EXCERPT:
————
# Raising ceiling joists



## kp33

Hello I just purchased a home and decided I wanted to see if anyone has ever raised a low ceiling height?  I have a 7'4" ceiling that I would like to raise 8" to the More normal 8' ceiling height.  This is a Gable roof 5/12 pitch Unfinished attic space above with 2x6 rafters spaced at 24oc. The ceiling I want to raise is a living room kitchen combo. 20x24, and the master bedroom  at the end of hallway 24x16. I have got a few ideas about how others cut the existing ceiling joist and moved them up one at a time leaving the end for part of a box to form a tray ceiling. Has anyone done something like that before? 
 I am worried about my walls being pushed out by lateral thrust so the end result will probable being have an engineer look over this.


----------



## guyod

i was tempted to do something like but my roof was shoot so i ended up riping the roof off and raising the walls... not something i would suggest..


----------



## Pinocchio

You don't necessarily need engineering, although it is a good idea nevertheless.

Your local code office or knowledgeable framing contractor can also assist with sizing the new joists and rafters and spans.

Here's your problem:

When ceiling joists are fastened directly on top of bearing wall plates to resist the outward thrust from roof loads and fastened along side the rafters at that location, they are in the best poisiton to create a stable roof assembly.

Once one moves ceiling joists vertically above the bearing walls...the design not only reduces the ability of the rafters themsleves to resist those loads and keep the bearing walls from spreading....the design also reduces the ability of the rafters to resist loads placed upon them from things like snow and wind.
————
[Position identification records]
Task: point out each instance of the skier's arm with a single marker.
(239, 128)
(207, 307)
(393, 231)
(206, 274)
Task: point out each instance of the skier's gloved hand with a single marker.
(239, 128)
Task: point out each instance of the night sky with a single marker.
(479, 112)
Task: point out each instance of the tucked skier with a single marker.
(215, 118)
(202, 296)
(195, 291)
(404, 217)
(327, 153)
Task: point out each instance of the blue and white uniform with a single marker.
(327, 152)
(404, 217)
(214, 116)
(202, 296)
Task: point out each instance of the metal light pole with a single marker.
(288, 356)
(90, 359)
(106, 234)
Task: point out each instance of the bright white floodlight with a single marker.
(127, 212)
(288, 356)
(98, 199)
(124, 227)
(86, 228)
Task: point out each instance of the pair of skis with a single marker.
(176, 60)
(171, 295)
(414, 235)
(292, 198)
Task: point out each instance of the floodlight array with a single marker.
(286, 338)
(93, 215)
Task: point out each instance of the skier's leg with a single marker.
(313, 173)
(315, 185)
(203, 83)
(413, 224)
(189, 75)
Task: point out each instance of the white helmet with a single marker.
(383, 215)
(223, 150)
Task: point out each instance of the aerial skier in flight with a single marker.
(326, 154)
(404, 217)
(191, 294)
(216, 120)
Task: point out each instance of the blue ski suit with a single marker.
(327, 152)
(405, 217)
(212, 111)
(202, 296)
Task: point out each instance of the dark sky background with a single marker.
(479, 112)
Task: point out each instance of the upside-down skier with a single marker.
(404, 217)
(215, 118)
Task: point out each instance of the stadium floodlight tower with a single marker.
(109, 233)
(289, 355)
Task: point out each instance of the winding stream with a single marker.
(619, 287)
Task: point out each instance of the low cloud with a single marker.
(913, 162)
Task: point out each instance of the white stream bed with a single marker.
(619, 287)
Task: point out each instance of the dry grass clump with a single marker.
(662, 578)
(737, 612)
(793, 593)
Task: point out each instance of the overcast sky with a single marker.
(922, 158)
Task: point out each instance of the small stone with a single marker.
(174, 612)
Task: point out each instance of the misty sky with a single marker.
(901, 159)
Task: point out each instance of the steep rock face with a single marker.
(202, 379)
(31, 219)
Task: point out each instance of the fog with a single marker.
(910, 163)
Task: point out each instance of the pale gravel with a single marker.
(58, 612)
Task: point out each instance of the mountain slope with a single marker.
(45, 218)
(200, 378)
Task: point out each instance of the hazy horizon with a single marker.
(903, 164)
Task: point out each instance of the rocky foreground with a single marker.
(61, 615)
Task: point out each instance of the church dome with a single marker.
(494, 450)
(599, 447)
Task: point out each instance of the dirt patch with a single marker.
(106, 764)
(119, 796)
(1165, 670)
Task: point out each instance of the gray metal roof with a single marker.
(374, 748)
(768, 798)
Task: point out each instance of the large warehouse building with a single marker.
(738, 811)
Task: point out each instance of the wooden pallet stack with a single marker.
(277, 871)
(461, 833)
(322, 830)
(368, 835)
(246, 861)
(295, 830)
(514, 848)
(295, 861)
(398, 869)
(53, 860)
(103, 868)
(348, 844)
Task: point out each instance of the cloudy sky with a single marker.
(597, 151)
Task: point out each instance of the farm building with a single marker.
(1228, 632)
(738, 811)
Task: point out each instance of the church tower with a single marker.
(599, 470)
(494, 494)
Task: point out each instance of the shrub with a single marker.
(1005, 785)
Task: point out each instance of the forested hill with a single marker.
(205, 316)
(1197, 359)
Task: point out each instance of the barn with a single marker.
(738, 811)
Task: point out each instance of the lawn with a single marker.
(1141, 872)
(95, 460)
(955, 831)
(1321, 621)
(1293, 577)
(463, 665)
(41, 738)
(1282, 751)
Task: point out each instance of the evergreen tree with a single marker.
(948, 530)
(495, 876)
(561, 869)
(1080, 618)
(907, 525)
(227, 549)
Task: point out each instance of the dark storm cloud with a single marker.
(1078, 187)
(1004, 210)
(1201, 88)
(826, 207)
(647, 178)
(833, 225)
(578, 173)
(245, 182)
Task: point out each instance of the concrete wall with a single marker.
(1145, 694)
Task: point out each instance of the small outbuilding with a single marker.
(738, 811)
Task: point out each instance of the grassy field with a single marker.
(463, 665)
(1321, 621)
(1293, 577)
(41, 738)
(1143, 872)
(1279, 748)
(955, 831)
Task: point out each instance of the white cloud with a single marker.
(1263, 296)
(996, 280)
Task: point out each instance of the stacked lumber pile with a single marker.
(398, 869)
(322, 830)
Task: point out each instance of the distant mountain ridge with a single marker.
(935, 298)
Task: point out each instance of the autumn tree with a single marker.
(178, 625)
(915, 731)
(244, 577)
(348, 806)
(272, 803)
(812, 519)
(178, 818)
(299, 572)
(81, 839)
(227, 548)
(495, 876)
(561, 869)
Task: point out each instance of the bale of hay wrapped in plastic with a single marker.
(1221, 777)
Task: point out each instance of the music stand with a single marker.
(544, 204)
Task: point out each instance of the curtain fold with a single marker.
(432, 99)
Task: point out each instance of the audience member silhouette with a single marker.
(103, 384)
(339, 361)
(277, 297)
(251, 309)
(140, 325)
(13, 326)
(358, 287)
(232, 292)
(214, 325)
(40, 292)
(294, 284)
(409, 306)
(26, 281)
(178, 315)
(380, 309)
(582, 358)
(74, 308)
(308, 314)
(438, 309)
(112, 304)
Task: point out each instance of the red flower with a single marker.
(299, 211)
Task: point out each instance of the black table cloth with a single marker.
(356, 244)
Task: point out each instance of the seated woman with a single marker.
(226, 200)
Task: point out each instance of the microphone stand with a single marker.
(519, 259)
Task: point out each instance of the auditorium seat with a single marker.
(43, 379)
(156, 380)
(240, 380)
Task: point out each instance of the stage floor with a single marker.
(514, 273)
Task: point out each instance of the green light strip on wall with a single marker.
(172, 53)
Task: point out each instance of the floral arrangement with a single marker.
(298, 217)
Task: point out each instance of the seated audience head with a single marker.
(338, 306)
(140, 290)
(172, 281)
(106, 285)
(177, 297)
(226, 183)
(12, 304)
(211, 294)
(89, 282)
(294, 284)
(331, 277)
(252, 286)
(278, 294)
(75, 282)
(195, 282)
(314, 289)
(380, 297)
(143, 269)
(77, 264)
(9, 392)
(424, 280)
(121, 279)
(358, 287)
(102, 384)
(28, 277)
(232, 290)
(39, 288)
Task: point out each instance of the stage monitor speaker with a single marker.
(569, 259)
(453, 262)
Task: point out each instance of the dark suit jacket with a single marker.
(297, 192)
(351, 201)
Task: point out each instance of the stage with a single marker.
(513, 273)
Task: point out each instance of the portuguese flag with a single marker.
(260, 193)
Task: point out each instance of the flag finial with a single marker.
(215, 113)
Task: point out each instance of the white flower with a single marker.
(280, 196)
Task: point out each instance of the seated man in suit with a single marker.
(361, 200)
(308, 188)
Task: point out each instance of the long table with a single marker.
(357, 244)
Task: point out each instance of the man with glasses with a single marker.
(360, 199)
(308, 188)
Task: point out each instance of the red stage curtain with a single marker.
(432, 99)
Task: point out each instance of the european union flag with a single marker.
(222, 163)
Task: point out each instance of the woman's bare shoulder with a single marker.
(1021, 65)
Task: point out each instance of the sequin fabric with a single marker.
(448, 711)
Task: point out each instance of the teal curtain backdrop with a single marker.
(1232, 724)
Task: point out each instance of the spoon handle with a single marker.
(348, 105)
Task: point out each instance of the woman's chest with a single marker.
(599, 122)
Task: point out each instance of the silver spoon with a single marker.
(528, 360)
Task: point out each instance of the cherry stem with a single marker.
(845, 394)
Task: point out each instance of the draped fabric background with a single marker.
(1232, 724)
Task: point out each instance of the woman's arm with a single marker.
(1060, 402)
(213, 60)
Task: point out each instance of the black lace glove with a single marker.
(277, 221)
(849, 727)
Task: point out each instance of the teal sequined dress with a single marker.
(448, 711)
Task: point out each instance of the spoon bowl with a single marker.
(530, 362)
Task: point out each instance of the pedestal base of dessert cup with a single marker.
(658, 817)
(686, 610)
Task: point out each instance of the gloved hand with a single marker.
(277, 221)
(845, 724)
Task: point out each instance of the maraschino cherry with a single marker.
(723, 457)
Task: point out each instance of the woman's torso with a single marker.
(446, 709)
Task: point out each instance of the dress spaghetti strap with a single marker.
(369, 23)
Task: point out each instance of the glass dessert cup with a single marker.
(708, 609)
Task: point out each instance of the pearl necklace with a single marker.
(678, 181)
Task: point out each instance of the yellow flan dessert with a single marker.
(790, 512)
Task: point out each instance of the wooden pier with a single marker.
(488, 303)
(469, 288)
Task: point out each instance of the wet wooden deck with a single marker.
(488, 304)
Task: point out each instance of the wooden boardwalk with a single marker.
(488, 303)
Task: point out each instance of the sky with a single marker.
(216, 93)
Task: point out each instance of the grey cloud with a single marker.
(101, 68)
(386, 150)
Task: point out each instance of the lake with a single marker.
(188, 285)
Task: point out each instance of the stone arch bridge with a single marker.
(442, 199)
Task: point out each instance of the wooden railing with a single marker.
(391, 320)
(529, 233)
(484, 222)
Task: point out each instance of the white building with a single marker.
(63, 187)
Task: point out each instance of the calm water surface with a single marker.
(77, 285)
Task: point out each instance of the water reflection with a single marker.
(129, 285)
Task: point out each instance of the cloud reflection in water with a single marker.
————
WRITTEN REQUEST 1: Reproduce word for word the part of the thread on raising ceiling joists that runs from "You don't necessarily" down to "stable roof assembly.".
WRITTEN REQUEST 2: Write the next part of the thread on raising ceiling joists, carrying on from its final sentence.
The records are material separate from the thread on raising ceiling joists.

EXPECTED ANSWER 1:
You don't necessarily need engineering, although it is a good idea nevertheless.

Your local code office or knowledgeable framing contractor can also assist with sizing the new joists and rafters and spans.

Here's your problem:

When ceiling joists are fastened directly on top of bearing wall plates to resist the outward thrust from roof loads and fastened along side the rafters at that location, they are in the best poisiton to create a stable roof assembly.

EXPECTED ANSWER 2:
The result is, the higher you raise the joists above the top plate of the walls, the weaker the rafters become, to point that, depending on how high the joists are raised, the rafters themselves may also need to be replaced or increased in size or spacing to accomodate the loads.

Bottom line is, a design professional or code offical will usually need to assess the loads by your proposed design to see if it will work before you do anything.


----------



## kp33

Thanks pinoccho for your reply. Have u seen this done before, raising the rafter tie up alittle to gain ceiling height and boxing in your angle to form a tray ceiling?


----------



## Pinocchio

Yes, I have seen it done before and have done it.

You just need to make sure you are not weakening the overall structure of the roof assembly in raising the joists.


----------



## dufunnel

Hey kp, did you ever get this solved?  How did you do it?  I'm in a similar situation and looking for some information.


----------



## ncatal

I have the same situation can a do something like what a drew in this sketch?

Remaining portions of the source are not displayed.